:: What is being asked ::
Rewrite the material below, replacing each occurrence of "positive clicks" with "foreground clicks" and leaving all other text unchanged.

:: Records provided ::

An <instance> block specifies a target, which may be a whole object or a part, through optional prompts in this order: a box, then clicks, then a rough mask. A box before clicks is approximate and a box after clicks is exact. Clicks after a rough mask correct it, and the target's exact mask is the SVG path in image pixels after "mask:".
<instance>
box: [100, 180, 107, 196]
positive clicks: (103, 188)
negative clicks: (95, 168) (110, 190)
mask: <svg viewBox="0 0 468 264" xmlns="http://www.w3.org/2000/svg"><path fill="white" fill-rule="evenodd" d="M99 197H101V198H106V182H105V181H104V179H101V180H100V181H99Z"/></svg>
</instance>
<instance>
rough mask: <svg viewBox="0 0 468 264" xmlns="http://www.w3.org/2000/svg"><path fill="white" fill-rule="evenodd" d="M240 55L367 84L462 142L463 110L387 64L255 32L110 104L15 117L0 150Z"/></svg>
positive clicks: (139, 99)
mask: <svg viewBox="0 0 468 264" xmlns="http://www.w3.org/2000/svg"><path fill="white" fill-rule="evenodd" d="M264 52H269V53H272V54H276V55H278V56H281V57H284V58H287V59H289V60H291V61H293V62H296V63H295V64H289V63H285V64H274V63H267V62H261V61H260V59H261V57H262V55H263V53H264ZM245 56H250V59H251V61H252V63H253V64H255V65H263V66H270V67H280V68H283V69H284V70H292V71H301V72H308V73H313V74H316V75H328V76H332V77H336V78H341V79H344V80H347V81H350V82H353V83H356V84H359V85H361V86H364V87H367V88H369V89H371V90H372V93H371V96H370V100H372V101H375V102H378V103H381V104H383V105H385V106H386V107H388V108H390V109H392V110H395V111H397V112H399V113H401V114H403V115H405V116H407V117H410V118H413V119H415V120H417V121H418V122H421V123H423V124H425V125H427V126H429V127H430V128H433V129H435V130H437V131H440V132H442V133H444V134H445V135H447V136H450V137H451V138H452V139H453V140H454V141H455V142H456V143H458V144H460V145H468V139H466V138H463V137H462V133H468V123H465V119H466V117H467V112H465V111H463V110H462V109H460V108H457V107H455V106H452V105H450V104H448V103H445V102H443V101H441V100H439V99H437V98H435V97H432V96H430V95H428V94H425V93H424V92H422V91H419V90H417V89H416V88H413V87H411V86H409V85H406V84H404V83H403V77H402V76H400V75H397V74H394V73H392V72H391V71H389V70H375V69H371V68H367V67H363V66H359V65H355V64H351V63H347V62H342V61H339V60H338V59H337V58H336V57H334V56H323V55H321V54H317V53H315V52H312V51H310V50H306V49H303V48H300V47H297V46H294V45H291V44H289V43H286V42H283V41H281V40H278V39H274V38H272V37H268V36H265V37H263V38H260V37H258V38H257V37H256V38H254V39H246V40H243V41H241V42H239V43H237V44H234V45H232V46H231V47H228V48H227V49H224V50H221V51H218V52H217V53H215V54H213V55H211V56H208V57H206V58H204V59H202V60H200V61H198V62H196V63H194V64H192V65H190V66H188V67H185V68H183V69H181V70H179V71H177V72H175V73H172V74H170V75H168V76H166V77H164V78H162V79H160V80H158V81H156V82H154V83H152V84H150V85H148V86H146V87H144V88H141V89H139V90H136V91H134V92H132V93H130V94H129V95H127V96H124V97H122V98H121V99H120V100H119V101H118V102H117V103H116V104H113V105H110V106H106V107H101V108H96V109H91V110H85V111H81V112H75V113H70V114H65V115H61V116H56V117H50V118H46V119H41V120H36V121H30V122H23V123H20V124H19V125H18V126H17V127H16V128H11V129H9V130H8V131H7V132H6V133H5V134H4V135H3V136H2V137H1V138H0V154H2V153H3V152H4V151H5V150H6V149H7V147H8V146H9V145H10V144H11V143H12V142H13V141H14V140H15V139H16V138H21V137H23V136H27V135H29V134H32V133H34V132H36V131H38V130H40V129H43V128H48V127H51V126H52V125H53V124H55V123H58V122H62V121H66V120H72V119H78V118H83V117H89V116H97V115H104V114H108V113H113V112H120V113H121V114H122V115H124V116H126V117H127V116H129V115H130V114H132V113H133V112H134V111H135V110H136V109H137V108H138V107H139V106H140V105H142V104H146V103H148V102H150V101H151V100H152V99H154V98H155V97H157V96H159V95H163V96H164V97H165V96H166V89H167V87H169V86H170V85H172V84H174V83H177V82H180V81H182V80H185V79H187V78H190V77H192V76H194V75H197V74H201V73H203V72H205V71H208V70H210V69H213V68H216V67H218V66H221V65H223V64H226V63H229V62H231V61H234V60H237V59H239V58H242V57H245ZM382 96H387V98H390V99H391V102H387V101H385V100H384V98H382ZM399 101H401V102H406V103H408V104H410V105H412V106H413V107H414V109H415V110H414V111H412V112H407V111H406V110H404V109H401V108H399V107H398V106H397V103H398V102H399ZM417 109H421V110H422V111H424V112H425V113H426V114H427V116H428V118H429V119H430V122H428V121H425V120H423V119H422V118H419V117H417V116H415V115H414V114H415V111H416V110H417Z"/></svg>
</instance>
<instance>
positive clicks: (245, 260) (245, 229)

:: The completed task ::
An <instance> block specifies a target, which may be a whole object or a part, through optional prompts in this order: a box, then clicks, then a rough mask. A box before clicks is approximate and a box after clicks is exact. Clicks after a rough mask correct it, and the target's exact mask is the SVG path in image pixels after "mask:".
<instance>
box: [100, 180, 107, 196]
foreground clicks: (103, 188)
negative clicks: (95, 168) (110, 190)
mask: <svg viewBox="0 0 468 264" xmlns="http://www.w3.org/2000/svg"><path fill="white" fill-rule="evenodd" d="M99 197H101V198H106V182H105V181H104V179H101V180H100V181H99Z"/></svg>
</instance>
<instance>
rough mask: <svg viewBox="0 0 468 264" xmlns="http://www.w3.org/2000/svg"><path fill="white" fill-rule="evenodd" d="M240 55L367 84L462 142L463 110L387 64L255 32L110 104L15 117L0 150Z"/></svg>
foreground clicks: (139, 99)
mask: <svg viewBox="0 0 468 264" xmlns="http://www.w3.org/2000/svg"><path fill="white" fill-rule="evenodd" d="M264 52H269V53H272V54H276V55H278V56H281V57H284V58H287V59H289V60H291V61H293V62H296V63H295V64H289V63H285V64H274V63H267V62H261V61H260V59H261V57H262V55H263V53H264ZM245 56H250V59H251V61H252V63H253V64H255V65H263V66H270V67H280V68H283V69H284V70H292V71H301V72H308V73H313V74H316V75H328V76H332V77H336V78H341V79H344V80H347V81H350V82H353V83H356V84H359V85H361V86H364V87H367V88H369V89H371V90H372V93H371V96H370V100H372V101H375V102H378V103H381V104H383V105H385V106H386V107H388V108H390V109H392V110H395V111H397V112H399V113H401V114H403V115H405V116H407V117H410V118H413V119H415V120H417V121H418V122H421V123H423V124H425V125H427V126H429V127H430V128H433V129H435V130H437V131H440V132H442V133H444V134H445V135H447V136H450V137H451V138H452V139H453V140H454V141H455V142H456V143H458V144H460V145H468V139H466V138H463V137H462V133H468V123H465V119H466V117H467V112H465V111H463V110H462V109H460V108H457V107H455V106H452V105H450V104H448V103H445V102H443V101H441V100H439V99H437V98H435V97H432V96H430V95H428V94H425V93H424V92H422V91H419V90H417V89H416V88H413V87H411V86H409V85H406V84H404V83H403V77H402V76H400V75H397V74H394V73H392V72H391V71H389V70H375V69H371V68H367V67H363V66H359V65H355V64H351V63H347V62H342V61H339V60H338V59H337V58H336V57H334V56H323V55H321V54H317V53H315V52H312V51H310V50H306V49H303V48H300V47H297V46H294V45H291V44H289V43H286V42H283V41H281V40H278V39H274V38H272V37H268V36H265V37H263V38H260V37H258V38H257V37H256V38H254V39H246V40H243V41H241V42H239V43H237V44H234V45H232V46H231V47H228V48H227V49H224V50H221V51H218V52H217V53H215V54H213V55H211V56H208V57H206V58H204V59H202V60H200V61H198V62H196V63H194V64H192V65H190V66H188V67H185V68H183V69H181V70H179V71H177V72H175V73H172V74H170V75H168V76H166V77H164V78H162V79H160V80H158V81H156V82H154V83H152V84H150V85H148V86H146V87H144V88H141V89H139V90H136V91H134V92H132V93H130V94H129V95H127V96H124V97H122V98H121V99H120V100H119V101H118V102H117V103H116V104H113V105H110V106H106V107H101V108H96V109H91V110H85V111H81V112H75V113H70V114H65V115H61V116H56V117H50V118H46V119H41V120H36V121H30V122H23V123H20V124H19V125H18V126H17V127H16V128H11V129H9V130H8V131H7V132H6V133H5V134H4V135H3V136H2V137H1V138H0V154H2V153H3V152H4V151H5V150H6V149H7V147H8V146H9V145H10V144H11V143H12V142H13V141H14V140H15V139H16V138H21V137H23V136H27V135H29V134H32V133H34V132H36V131H38V130H40V129H43V128H48V127H51V126H52V125H53V124H55V123H58V122H62V121H66V120H72V119H78V118H83V117H89V116H97V115H104V114H108V113H113V112H120V113H121V114H122V115H124V116H126V117H127V116H129V115H130V114H132V113H133V112H134V111H135V110H136V109H137V108H138V107H139V106H140V105H142V104H146V103H148V102H150V101H151V100H152V99H154V98H155V97H157V96H159V95H163V96H164V97H165V96H166V89H167V87H169V86H170V85H172V84H174V83H177V82H180V81H182V80H185V79H187V78H190V77H192V76H194V75H197V74H201V73H203V72H205V71H208V70H210V69H213V68H216V67H218V66H221V65H223V64H226V63H229V62H231V61H234V60H237V59H239V58H242V57H245ZM382 96H387V98H390V99H391V102H387V101H385V100H384V98H382ZM399 101H401V102H406V103H408V104H410V105H412V106H413V107H414V109H415V110H414V111H412V112H407V111H406V110H404V109H401V108H399V107H398V106H397V103H398V102H399ZM417 109H421V110H422V111H424V112H425V113H426V114H427V116H428V118H429V119H430V122H428V121H425V120H423V119H422V118H419V117H417V116H415V115H414V114H415V111H416V110H417Z"/></svg>
</instance>
<instance>
foreground clicks: (245, 260) (245, 229)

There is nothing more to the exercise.